* [Requirement] Rewrite the material starting at the line that contains "Kindly give the mask of every instance of the boat." and stopping after the line that contains "104L247 90L245 86L223", with "separate parts" replaced by "distinct pieces" and nothing else changed.

* [The records]
((

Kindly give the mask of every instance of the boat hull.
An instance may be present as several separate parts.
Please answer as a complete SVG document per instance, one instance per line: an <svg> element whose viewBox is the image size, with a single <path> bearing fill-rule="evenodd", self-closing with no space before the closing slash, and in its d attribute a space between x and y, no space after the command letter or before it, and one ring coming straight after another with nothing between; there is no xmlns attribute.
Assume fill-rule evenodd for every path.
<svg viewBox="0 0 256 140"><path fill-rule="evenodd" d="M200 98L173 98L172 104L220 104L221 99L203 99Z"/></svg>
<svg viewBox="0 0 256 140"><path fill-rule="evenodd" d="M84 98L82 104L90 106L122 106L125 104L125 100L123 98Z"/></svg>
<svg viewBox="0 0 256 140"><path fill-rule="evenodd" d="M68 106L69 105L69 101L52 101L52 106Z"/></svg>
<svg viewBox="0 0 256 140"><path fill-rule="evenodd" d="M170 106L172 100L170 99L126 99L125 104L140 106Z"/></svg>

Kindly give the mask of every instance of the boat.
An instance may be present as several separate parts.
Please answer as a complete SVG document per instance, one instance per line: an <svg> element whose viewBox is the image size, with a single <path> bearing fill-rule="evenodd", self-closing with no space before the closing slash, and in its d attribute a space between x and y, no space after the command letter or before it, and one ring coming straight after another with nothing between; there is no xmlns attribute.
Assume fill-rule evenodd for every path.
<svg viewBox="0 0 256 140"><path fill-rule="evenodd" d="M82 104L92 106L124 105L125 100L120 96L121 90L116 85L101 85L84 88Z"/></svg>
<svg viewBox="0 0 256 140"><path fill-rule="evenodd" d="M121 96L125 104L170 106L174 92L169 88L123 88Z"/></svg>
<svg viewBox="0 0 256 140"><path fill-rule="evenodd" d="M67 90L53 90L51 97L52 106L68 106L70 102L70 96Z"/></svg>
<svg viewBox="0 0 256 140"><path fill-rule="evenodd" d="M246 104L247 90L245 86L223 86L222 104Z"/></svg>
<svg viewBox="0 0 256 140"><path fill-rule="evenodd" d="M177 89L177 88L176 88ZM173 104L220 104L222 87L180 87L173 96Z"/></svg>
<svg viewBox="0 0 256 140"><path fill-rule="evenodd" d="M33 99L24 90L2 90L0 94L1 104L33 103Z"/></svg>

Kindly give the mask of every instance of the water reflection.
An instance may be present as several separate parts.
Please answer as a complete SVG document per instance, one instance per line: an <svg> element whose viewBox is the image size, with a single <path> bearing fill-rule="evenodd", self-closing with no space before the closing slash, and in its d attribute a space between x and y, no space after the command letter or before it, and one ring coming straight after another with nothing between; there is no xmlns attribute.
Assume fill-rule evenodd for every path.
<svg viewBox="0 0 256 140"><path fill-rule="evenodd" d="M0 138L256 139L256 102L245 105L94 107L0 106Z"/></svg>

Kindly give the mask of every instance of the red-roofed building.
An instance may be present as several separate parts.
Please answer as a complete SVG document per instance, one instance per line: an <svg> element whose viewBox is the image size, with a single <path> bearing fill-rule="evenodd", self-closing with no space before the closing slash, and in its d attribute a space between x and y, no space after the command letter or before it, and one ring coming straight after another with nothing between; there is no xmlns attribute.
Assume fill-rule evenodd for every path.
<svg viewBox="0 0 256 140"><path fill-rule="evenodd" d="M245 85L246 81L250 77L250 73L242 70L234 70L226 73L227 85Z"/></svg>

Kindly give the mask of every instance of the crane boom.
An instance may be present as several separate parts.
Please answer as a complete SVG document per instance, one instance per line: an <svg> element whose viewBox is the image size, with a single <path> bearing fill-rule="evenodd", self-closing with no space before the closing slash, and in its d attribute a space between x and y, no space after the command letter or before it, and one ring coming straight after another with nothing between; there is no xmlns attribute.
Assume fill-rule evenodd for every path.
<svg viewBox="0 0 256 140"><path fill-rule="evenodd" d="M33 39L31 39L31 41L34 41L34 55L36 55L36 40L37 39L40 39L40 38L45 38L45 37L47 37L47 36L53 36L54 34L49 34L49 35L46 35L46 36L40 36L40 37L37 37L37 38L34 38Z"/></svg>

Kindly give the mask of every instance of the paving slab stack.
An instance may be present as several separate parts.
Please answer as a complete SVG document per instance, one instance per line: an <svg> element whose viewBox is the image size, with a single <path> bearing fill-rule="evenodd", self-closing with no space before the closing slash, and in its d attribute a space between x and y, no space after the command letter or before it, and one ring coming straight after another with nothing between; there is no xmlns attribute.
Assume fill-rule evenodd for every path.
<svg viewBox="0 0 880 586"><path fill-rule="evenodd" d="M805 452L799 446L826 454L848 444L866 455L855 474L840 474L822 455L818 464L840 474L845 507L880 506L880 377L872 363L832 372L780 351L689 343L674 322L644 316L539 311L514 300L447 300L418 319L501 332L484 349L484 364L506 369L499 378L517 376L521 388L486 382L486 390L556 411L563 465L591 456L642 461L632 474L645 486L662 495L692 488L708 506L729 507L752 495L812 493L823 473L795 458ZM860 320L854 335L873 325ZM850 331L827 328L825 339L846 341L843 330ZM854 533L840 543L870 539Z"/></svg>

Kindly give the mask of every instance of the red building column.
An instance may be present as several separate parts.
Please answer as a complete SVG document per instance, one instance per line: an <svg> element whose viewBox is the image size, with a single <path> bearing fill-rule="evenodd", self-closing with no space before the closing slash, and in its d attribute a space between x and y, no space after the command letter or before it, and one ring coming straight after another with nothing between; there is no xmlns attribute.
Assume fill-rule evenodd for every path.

))

* [Final result]
Kindly give the mask of every instance of the boat.
An instance may be present as several distinct pieces.
Please answer as a complete SVG document per instance, one instance per line: an <svg> element whose viewBox is the image size, with a single <path> bearing fill-rule="evenodd", self-closing with no space before the closing slash, and in its d attribute a space between x and y, no space after the command letter or before it, and one ring coming straight after another with nothing between; there is no xmlns attribute.
Assume fill-rule evenodd for every path.
<svg viewBox="0 0 256 140"><path fill-rule="evenodd" d="M82 104L92 106L124 105L125 100L120 96L121 90L116 85L101 85L84 88Z"/></svg>
<svg viewBox="0 0 256 140"><path fill-rule="evenodd" d="M121 96L125 104L170 106L174 92L169 88L123 88Z"/></svg>
<svg viewBox="0 0 256 140"><path fill-rule="evenodd" d="M67 90L53 90L51 97L52 106L68 106L70 102L70 96Z"/></svg>
<svg viewBox="0 0 256 140"><path fill-rule="evenodd" d="M246 104L247 90L245 86L223 86L222 104Z"/></svg>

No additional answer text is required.